--- Ausgewählter Text ---

<<<<

Ein aufgedreht-quirliger BREZEL GÖRING bot bei deren Auftritt einen schönen bewegungsreichen Kontrast zur eher verhalten auf der Stelle agierenden, charmanten FRANCOISE CACTUS, insgesamt boten sie Unterhaltung und Esprit pur und feuerten abwechselnd im Rock’n’Roll-, Elektro- oder Chanson-Gewand zahlreiche ihrer Hits ab und holten u.a. zu ‚Liebe Zu Dritt‘ die Fans zum Mittanzen auf die Bühne.

>>>>

Einträge aus einem Zeige-Datensatz
<<<<

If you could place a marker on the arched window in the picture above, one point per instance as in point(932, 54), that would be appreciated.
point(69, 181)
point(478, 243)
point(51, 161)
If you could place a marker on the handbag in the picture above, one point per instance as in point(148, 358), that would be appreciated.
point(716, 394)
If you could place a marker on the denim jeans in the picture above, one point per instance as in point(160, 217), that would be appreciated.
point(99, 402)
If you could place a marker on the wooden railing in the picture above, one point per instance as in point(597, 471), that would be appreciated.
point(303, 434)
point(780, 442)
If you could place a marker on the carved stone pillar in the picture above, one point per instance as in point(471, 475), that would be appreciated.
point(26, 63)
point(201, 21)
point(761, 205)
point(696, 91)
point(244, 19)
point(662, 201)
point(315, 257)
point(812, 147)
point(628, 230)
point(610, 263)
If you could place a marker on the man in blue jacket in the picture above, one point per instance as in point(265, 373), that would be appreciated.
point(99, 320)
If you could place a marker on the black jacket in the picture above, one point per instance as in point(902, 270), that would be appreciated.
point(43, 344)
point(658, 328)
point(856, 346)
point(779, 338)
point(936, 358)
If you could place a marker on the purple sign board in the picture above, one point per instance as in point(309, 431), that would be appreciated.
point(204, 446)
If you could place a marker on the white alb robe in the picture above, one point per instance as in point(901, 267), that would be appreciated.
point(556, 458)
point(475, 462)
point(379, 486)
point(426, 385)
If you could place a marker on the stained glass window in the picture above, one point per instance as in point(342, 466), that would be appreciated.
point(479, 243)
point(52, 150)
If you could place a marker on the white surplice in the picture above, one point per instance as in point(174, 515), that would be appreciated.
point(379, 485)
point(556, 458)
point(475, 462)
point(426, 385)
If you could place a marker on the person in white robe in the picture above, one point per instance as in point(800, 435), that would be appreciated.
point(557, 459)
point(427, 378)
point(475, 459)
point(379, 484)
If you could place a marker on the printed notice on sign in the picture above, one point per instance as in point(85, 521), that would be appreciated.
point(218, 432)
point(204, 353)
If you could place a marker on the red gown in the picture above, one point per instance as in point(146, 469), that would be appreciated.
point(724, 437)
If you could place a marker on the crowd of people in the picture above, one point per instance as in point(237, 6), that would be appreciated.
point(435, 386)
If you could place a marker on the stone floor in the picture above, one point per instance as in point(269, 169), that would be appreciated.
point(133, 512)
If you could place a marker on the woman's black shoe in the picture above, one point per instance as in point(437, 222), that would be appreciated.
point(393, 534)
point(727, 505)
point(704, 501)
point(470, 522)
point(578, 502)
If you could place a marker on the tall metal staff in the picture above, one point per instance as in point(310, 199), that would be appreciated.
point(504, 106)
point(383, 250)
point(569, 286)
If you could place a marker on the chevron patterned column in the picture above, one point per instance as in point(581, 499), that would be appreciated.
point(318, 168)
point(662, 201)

>>>>

--- Aufgabe ---
Bearbeite den ausgewählten Text: Gib die Stelle von „Ein aufgedreht-quirliger BREZEL“ bis einschließlich „auf die Bühne.“ wieder und ersetze dabei „Fans“ durch „Zuschauer“. Die Einträge stammen aus einer anderen Quelle.

--- Schriftliche Antwort ---
Ein aufgedreht-quirliger BREZEL GÖRING bot bei deren Auftritt einen schönen bewegungsreichen Kontrast zur eher verhalten auf der Stelle agierenden, charmanten FRANCOISE CACTUS, insgesamt boten sie Unterhaltung und Esprit pur und feuerten abwechselnd im Rock’n’Roll-, Elektro- oder Chanson-Gewand zahlreiche ihrer Hits ab und holten u.a. zu ‚Liebe Zu Dritt‘ die Zuschauer zum Mittanzen auf die Bühne.